Extracted records.
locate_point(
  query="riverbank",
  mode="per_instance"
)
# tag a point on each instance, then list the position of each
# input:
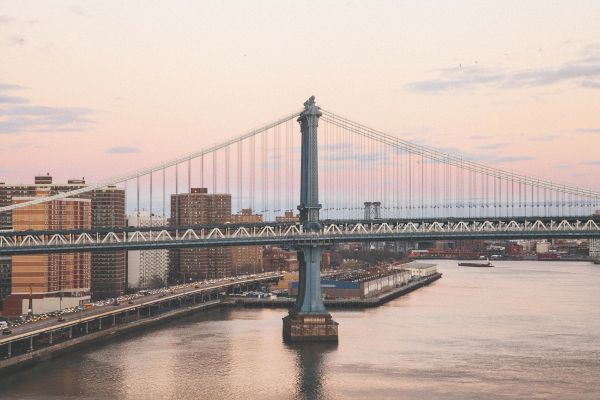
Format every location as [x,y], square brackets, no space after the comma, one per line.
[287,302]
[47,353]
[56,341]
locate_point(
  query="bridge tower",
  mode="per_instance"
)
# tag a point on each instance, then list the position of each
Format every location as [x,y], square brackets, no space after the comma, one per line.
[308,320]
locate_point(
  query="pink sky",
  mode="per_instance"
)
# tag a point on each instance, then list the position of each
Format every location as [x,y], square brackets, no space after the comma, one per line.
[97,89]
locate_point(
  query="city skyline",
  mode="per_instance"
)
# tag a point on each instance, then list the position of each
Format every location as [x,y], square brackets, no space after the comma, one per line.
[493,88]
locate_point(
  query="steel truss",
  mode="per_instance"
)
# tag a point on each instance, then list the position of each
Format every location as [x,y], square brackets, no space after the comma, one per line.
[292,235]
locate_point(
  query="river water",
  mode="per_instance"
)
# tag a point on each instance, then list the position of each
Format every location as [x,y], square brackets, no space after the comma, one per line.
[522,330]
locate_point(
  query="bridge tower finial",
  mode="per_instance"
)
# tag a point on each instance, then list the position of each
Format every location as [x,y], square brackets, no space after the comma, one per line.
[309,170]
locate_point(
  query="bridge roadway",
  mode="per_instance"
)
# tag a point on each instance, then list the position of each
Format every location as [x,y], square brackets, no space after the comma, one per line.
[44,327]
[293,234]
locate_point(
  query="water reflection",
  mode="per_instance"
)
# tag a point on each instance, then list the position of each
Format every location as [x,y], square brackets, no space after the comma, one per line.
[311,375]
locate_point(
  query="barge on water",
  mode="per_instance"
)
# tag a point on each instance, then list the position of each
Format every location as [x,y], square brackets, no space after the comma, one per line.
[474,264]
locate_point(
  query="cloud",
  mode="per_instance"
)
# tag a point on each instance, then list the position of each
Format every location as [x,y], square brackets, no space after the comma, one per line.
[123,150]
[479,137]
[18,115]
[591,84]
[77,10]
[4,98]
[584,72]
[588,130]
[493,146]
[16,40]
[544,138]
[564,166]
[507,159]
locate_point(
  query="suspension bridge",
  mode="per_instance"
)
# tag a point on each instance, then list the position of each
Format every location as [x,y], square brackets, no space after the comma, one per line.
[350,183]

==

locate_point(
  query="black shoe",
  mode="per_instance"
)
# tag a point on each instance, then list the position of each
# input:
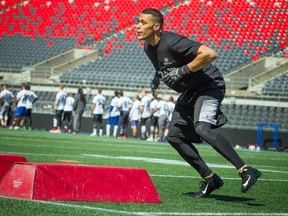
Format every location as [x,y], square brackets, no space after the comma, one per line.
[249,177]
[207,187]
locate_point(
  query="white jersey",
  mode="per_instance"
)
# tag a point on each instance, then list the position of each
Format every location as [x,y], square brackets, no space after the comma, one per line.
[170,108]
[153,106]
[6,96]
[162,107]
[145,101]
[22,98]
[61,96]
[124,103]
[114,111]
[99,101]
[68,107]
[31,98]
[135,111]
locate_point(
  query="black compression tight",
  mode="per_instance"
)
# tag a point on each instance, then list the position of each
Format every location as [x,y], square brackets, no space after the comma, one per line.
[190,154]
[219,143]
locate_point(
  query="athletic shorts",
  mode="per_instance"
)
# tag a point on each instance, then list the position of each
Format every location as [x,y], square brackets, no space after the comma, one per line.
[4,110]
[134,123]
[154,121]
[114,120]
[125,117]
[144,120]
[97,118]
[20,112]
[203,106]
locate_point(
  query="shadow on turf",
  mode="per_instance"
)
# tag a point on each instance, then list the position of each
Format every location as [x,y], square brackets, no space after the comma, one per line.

---

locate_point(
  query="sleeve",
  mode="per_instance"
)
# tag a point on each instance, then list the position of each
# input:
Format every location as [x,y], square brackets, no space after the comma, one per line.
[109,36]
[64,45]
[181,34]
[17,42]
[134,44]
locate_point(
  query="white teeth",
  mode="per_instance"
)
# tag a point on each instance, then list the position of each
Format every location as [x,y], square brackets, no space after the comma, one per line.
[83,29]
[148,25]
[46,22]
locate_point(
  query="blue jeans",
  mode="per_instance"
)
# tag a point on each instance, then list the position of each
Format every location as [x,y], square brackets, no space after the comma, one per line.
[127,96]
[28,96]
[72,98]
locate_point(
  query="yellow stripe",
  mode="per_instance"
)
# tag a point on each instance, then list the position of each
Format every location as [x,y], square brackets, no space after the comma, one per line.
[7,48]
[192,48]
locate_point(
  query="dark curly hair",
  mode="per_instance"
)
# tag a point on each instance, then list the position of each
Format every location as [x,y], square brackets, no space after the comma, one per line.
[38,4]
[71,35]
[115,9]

Exercise objective. Which lines contain "water"? Copy each of them from the listing.

Task response.
  query="river water",
  query="water reflection",
  query="barge on water",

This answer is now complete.